Response Letter

May 25, 2007

VIA EDGAR AND FACSIMILE

Mr. Kevin L. Vaughn

Securities and Exchange Commission

100 First Street, N.E.

Mail Stop 6010

Washington, D.C. 20549

 

  Re:    Response to your letter dated April 30, 2007  
     SunPower Corporation – File No. 0-51593  

Dear Mr. Vaughn:

As requested in your letter to me dated April 30, 2007, this letter summarizes SunPower Corporation’s (the “Company”) response to each of your three comments. We have spoken with Mr. David Burton in your office and he graciously granted us an extension of time until today to respond to your letter. Also as you requested, we acknowledge the following:

 

   

The Company is responsible for the adequacy and accuracy of its disclosure in its filings under the Securities and Exchange Act of 1934;

 

   

Staff comments or changes to disclosures in response to staff comments do not foreclose the Securities and Exchange Commission (the “Commission”) from taking any action with respect to our filing; and

 

   

The Company may not assert staff comments as a defense in any proceeding initiated by the Commission or any person under the federal securities laws of the United States.

The following are your comments and our responses to each:

Form 10-K for the year ended December 31, 2006

Note 1. The Company and Summary of Significant Accounting Policies, page 95

Fiscal Year, page 96

 

  1. We note although your fiscal years end on the Sunday nearest December 31, you present consolidated balance sheets and income statements as of and for the periods ended December 31, 2006, 2006 and 2004 for “presentation purposes”. In future filings, please date the financial statements as of the actual end of your fiscal periods.


Mr. Kevin L. Vaughn

May 25, 2007

Page 2

 

Response: In future filings, we will date the consolidated financial statements as of the actual end of our fiscal periods.

Exhibits 31.1 and 31.2

 

  2. We note that the identification of the certifying individual at the beginning of the certification required by Exchange Act Rule 13a-14(a) also includes the title of the certifying individual. In future filings, the identification of the certifying individual at the beginning of the certification should be revised so as not to include the individual’s title.

Response: In future filings, we will not include the title of the certifying individual at the beginning of the certifications presented in Exhibits 31.1 and 31.2.

Form 8-K dated April 26, 2007

 

  3. We note that you present your non-GAAP measures in the form of a non-GAAP statement of operations. This format may be confusing to investors as it reflects several non-GAAP measures that have not been described to investors. Please note that Instruction 2 to Item 2.02 of Form 8-K requires that when furnishing information under this item you must provide all the disclosures required by paragraph (e)(1)(i) of Item 10 of Regulation S-K for each non-GAAP measure presented and explain why you believe each measure provides useful information to investors.

 

   

To eliminate investor confusion, please remove the non-GAAP statement of operations from all future filings and instead disclose only the specific non-GAAP measures you with to highlight for investors, with the appropriate reconciliations and disclosures. In this regard, please provide us with a sample of your proposed revised non-GAAP disclosures.

 

   

Please note that in the event that your Form 8-K is incorporated by reference into a 33 Act registration statement, we may have additional questions relating to the appropriateness of this information being included in a document filed with, and not just furnished to, the Commission. At that time, we may request an amendment to the Form 8-K.

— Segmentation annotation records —
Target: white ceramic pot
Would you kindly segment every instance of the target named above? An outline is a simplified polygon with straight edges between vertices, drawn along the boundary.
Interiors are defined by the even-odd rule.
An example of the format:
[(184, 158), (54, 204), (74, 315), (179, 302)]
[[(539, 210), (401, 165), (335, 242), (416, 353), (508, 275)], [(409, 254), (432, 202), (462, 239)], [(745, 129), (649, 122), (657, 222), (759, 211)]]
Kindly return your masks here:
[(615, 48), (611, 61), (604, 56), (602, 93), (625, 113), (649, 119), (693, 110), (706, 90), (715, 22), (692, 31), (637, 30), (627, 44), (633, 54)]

— Requirement —
Answer these questions using the response letter:
(a) Who granted the extension of time to respond?
(b) On what day do the Company's fiscal years end?
(c) Which exhibits hold the certifications that will no longer open with the certifying individual's title?

— Solved problem —
(a) Mr. David Burton
(b) The Sunday nearest December 31
(c) Exhibits 31.1 and 31.2